**The task**
Find every line in the lines below that contains the word "turquoise" and copy each such line.

**Data entries**
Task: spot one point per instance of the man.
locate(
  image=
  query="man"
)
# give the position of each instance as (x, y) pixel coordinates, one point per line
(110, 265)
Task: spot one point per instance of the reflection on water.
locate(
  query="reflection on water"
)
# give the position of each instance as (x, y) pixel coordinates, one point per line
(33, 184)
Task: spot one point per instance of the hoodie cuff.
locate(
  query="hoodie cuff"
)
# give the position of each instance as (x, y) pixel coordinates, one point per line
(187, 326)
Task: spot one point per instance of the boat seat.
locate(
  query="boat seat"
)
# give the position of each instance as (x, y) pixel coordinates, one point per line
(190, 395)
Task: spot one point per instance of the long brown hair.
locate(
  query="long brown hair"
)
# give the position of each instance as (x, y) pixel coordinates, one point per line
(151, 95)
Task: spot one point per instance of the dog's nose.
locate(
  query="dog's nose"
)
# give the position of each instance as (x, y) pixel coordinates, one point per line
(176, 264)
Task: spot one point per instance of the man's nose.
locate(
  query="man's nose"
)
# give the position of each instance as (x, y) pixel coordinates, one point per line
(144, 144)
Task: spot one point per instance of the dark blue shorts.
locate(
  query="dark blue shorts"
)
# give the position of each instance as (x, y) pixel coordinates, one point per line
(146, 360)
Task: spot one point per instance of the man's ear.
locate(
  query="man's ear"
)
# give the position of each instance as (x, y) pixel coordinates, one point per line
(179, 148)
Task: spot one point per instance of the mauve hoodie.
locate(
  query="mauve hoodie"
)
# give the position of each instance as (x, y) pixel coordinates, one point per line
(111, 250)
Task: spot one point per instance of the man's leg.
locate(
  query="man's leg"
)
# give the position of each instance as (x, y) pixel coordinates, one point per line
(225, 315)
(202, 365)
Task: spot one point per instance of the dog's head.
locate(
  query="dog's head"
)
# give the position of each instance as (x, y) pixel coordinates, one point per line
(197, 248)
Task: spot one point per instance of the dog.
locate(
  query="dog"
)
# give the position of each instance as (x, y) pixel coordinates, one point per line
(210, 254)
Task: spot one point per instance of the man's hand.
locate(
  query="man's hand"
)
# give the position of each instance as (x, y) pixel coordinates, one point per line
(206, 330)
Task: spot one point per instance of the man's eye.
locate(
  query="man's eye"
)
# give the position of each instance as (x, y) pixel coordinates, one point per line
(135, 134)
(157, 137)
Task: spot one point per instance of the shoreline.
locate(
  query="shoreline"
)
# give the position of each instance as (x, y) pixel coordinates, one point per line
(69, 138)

==

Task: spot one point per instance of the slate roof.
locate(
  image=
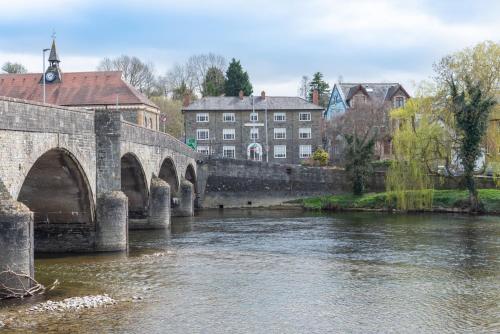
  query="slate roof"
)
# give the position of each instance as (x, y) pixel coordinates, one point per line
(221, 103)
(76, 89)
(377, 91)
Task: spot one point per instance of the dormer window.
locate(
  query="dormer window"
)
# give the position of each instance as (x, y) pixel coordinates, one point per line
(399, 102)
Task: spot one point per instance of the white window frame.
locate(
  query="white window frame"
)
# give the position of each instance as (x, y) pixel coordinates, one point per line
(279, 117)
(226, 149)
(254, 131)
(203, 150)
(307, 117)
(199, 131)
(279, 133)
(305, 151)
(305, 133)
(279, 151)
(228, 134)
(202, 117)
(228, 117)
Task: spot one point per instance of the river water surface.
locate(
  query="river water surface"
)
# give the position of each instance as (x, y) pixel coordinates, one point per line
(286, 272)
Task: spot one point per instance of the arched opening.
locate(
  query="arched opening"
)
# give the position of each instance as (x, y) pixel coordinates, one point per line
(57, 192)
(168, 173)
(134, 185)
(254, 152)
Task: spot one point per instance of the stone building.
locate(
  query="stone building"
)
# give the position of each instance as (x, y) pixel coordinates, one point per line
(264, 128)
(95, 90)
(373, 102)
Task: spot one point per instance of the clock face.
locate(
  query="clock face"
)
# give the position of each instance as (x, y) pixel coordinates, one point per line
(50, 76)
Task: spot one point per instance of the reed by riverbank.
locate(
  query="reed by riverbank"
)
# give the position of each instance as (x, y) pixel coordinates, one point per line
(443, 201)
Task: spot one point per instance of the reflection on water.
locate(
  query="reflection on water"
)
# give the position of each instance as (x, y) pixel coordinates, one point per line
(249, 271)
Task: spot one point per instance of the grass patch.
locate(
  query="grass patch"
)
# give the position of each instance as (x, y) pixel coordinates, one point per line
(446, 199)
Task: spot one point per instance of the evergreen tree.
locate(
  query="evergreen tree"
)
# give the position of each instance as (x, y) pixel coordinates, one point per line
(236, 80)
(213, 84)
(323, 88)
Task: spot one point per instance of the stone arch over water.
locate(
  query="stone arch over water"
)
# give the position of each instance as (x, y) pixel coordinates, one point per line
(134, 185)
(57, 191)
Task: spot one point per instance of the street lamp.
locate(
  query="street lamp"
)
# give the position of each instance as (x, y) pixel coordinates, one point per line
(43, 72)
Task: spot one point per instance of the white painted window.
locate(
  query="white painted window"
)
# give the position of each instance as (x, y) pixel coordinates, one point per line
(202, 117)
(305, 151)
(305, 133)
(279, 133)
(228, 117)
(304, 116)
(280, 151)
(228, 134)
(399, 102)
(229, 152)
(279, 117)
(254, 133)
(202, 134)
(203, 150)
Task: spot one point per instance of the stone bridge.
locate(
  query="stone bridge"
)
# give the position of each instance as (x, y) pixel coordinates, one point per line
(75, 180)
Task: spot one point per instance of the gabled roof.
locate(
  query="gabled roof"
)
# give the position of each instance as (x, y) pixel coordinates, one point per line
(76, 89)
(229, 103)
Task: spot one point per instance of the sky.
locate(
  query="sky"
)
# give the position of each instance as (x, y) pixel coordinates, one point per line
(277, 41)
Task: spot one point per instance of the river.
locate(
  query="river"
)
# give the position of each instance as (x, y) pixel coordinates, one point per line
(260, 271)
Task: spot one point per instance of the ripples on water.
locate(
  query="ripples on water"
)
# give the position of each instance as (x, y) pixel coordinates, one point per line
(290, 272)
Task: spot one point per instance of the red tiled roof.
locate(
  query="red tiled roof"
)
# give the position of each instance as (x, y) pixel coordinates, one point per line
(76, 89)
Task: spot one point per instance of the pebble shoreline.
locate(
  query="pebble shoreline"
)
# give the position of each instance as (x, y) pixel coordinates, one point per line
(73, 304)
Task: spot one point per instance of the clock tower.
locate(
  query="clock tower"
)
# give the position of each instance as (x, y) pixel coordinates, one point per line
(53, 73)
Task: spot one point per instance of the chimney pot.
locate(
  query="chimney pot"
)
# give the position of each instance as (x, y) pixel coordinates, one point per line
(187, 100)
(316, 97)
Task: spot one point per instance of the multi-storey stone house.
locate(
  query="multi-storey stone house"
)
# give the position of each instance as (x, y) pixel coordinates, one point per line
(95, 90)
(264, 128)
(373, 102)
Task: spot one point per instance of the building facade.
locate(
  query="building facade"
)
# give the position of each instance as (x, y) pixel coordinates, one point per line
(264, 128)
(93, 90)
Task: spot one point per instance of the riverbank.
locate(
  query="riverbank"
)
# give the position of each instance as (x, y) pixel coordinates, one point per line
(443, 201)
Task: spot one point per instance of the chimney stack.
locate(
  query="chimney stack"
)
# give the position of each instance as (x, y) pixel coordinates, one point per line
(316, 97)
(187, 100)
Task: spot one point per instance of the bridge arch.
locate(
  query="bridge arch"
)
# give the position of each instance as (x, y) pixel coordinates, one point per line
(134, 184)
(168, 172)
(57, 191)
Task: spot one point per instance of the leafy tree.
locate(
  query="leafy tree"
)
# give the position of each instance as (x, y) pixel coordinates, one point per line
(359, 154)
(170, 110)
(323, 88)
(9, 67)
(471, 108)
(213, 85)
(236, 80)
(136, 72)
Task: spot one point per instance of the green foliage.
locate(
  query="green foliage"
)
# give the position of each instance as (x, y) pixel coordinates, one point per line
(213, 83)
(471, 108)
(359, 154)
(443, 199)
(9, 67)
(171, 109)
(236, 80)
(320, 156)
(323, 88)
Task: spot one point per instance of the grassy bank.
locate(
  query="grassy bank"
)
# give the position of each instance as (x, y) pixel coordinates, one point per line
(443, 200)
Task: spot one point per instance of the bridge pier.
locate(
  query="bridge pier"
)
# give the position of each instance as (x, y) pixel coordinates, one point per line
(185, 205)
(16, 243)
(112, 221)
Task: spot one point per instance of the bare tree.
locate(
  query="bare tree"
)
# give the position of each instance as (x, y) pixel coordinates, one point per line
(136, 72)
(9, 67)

---

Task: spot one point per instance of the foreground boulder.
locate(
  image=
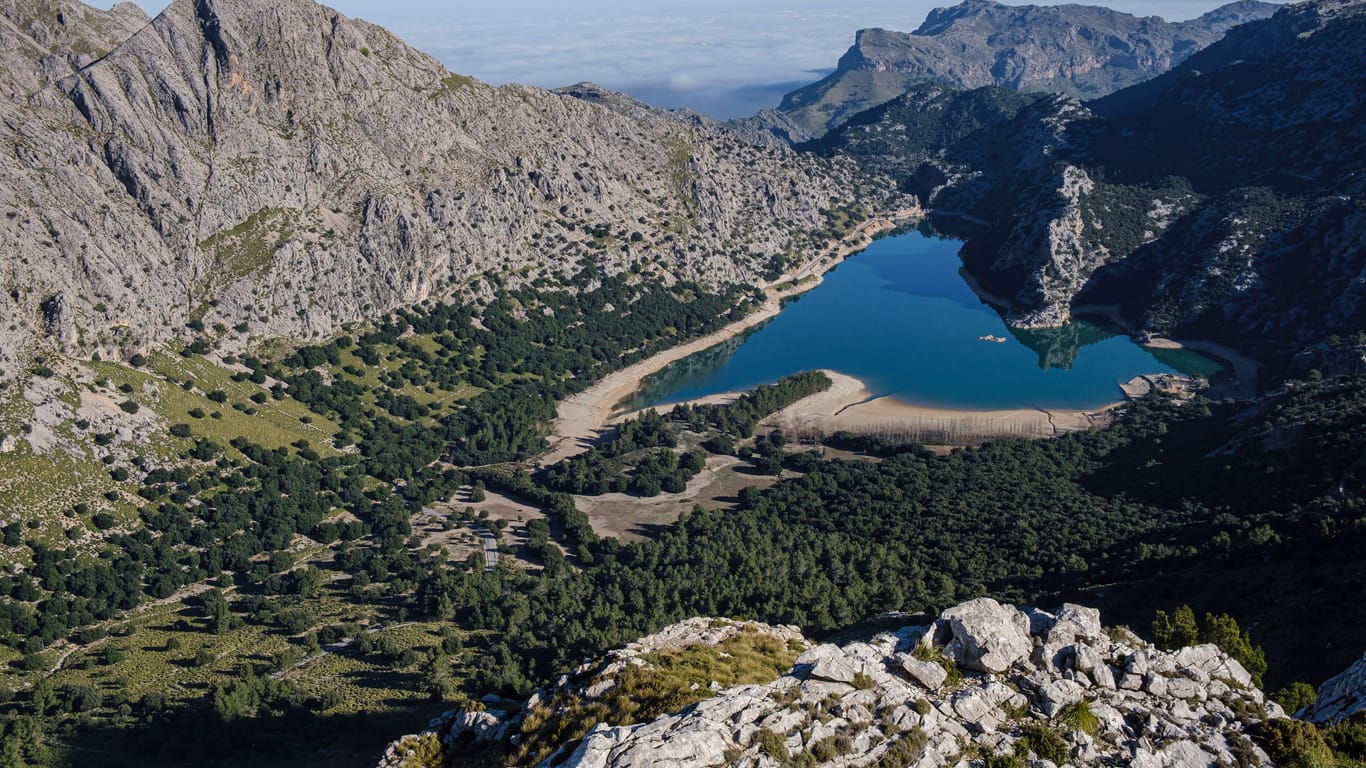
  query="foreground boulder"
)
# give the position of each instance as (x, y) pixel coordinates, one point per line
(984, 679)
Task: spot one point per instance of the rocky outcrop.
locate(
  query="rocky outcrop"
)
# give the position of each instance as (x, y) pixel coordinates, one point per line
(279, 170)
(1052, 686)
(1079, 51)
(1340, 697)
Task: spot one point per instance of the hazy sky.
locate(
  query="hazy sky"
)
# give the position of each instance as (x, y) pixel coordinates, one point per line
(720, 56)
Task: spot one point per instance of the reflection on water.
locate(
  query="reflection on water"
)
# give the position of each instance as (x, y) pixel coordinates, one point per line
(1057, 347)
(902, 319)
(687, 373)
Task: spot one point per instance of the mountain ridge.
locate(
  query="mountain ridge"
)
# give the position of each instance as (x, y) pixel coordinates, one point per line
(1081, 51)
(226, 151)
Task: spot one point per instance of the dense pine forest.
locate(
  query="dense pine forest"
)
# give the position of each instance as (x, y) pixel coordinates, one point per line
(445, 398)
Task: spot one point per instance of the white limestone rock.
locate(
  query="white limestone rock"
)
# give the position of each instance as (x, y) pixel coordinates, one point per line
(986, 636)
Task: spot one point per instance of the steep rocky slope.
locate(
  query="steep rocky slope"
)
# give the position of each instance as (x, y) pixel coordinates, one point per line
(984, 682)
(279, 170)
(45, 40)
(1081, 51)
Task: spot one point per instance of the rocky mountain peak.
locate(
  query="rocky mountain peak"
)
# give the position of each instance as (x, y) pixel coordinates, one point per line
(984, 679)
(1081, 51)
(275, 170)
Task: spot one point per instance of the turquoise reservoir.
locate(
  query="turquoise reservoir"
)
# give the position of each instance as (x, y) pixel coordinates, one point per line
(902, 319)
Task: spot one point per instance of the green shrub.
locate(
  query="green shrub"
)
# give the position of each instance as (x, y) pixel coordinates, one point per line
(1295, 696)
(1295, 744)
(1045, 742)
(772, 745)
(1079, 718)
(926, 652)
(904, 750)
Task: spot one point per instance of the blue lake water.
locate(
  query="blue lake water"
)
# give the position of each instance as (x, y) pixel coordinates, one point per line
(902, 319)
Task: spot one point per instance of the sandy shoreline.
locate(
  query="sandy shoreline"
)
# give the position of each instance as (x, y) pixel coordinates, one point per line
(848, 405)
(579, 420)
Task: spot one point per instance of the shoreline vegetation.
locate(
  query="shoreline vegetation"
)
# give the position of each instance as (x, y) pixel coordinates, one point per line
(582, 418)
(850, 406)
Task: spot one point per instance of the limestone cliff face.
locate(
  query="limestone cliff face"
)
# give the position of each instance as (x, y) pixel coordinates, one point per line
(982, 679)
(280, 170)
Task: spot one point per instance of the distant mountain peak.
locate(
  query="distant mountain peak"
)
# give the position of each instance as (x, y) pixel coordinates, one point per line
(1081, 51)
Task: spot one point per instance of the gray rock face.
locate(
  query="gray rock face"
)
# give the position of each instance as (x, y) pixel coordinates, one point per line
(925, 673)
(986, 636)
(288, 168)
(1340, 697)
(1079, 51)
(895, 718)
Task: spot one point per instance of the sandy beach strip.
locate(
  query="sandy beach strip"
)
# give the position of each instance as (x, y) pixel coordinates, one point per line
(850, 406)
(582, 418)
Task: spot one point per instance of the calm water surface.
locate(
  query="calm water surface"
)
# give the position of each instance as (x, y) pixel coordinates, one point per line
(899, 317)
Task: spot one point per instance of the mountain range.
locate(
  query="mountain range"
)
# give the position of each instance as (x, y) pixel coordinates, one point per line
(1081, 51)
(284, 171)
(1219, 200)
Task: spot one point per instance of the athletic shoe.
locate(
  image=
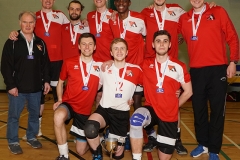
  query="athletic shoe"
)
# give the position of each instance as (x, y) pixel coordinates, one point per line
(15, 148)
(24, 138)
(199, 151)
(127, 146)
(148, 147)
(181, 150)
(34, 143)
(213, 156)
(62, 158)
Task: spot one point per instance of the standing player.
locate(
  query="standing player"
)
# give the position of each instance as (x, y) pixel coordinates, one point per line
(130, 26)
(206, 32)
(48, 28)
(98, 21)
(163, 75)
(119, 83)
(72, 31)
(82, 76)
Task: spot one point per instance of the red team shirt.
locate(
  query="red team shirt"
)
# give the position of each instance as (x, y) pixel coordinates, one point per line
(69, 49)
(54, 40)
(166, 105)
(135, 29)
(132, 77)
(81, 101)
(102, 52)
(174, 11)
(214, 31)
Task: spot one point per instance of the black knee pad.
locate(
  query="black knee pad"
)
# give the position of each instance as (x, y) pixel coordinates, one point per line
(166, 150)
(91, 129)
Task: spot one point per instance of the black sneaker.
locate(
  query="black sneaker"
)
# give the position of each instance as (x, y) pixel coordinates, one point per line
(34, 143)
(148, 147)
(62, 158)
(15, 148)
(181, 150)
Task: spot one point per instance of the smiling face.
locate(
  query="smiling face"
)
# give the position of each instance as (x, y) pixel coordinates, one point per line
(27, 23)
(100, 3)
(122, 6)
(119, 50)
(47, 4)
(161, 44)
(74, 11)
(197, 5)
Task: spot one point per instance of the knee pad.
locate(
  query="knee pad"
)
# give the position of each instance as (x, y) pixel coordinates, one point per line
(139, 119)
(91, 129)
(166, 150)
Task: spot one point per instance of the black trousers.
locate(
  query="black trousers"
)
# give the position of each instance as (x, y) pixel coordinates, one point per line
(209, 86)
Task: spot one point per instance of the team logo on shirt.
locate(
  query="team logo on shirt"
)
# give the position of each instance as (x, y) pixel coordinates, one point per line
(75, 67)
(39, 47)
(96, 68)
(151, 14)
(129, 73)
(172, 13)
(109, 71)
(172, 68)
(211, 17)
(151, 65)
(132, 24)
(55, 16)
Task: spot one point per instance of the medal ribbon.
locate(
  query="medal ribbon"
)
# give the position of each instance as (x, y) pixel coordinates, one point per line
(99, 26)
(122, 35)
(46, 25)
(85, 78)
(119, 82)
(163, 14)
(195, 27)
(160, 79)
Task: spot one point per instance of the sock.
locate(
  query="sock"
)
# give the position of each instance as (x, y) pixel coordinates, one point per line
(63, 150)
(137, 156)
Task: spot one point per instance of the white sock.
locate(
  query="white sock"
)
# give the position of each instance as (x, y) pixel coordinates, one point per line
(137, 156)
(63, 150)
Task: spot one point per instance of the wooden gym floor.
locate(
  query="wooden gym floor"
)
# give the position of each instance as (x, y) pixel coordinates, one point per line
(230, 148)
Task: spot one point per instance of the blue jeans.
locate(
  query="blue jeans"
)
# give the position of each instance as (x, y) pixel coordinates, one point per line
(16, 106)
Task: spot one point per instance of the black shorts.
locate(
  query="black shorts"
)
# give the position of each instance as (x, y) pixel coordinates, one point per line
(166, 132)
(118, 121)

**Task output**
Task: spot one point per instance of the turquoise reservoir.
  query="turquoise reservoir"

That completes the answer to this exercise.